見出し画像

学生からの質問「授業中に内職してる学生ってどうしますか?」

教職の学生からふと雑談中に聞かれて、なんとなく自分の納得いく回答ができなかったなぁ、とモヤモヤしていたので改めてこの記事を書くことで自分の考えを整理してみようと思う。基本的に考えた順番に書き出していくので読みづらさはご勘弁いただきたい。

まず一つ、教職の学生たちが将来見ることになるであろう中高生と、私が今見ている大学生とでは、ちょっと考え方も変わってくるのかなというのは大前提にある気がする。
3月までは中高で教えていたし、教職の学生たちの関心も中高生にあるはずなので、まずは中高生への指導として考える。

私の考え方の根底にあるのは「内職したくなるような授業を展開してしまっているこちらに責任がある」という考え。なので、仮に授業中の内職を注意・指導するとしても、心の中では「こいつダメだな」とかではなくて、「俺の授業ダメだな」という感じになる。

私は常に内職を注意する人でもなければ、全く注意しない人でもない。では、内職を注意する時としない時の差はどこにあるんだろう。
おそらく一番大きいのは「授業内の課題を終えているか」だろう。授業中にやるべきことをやらずに別のことをやっている場合は、大抵「もうプリント終わった?」とか声をかける。
授業内課題が終わっていて、かつ次に出す課題もない時は大抵声をかけない。いや、「何してんの?」と声をかけ、何をしているかを把握した上でそのまま続けさせることが多いかもしれない。

(ポイント注釈データの抜粋)
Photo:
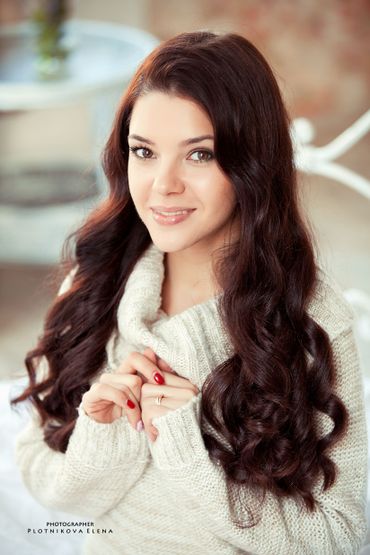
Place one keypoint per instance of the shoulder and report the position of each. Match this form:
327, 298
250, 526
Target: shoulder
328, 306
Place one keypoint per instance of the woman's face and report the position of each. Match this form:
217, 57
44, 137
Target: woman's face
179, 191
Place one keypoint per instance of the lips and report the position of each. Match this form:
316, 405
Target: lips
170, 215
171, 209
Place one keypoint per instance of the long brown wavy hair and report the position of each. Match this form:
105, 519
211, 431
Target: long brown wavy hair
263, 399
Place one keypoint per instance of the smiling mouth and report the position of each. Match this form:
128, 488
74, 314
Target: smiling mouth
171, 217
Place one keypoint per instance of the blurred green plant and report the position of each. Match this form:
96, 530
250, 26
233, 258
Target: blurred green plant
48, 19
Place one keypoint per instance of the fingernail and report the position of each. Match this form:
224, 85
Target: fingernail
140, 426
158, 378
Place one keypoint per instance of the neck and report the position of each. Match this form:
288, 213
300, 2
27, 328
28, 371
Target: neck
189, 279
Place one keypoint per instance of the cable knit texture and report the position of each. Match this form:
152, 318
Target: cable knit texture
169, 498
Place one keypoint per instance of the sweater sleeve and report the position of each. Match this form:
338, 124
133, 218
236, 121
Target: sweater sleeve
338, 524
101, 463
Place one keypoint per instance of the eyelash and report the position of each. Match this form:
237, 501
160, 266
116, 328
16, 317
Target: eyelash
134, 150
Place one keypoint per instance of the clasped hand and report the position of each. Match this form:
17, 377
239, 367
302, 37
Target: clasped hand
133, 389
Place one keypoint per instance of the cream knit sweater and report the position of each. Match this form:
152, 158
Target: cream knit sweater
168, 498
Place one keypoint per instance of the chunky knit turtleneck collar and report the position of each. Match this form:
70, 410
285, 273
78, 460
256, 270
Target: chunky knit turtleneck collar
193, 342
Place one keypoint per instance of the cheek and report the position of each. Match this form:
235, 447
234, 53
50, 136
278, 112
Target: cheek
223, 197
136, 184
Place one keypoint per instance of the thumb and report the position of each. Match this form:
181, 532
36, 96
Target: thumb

• [作業指示 A]:
提供テキストにおいて「私の考え方の根底にあるのは」で始まる段落を、主要な事実を保ったまま、より簡潔に書き改めてください。
• [作業指示 B]:
提供テキストのうち、「教職の学生からふと雑談中に聞」を含む語句で始まり「ダメだな」という感じになる。」で終わる部分を、一字一句違えずに書き写してください。

• [記述回答 A]:
筆者の考え方の根本には、生徒が内職したくなる授業をしている教える側に責任がある、という考えがある。そのため内職を注意・指導する場合でも、心の中では「こいつダメだな」ではなく「俺の授業ダメだな」と感じる。

• [記述回答 B]:
教職の学生からふと雑談中に聞かれて、なんとなく自分の納得いく回答ができなかったなぁ、とモヤモヤしていたので改めてこの記事を書くことで自分の考えを整理してみようと思う。基本的に考えた順番に書き出していくので読みづらさはご勘弁いただきたい。

まず一つ、教職の学生たちが将来見ることになるであろう中高生と、私が今見ている大学生とでは、ちょっと考え方も変わってくるのかなというのは大前提にある気がする。
3月までは中高で教えていたし、教職の学生たちの関心も中高生にあるはずなので、まずは中高生への指導として考える。

私の考え方の根底にあるのは「内職したくなるような授業を展開してしまっているこちらに責任がある」という考え。なので、仮に授業中の内職を注意・指導するとしても、心の中では「こいつダメだな」とかではなくて、「俺の授業ダメだな」という感じになる。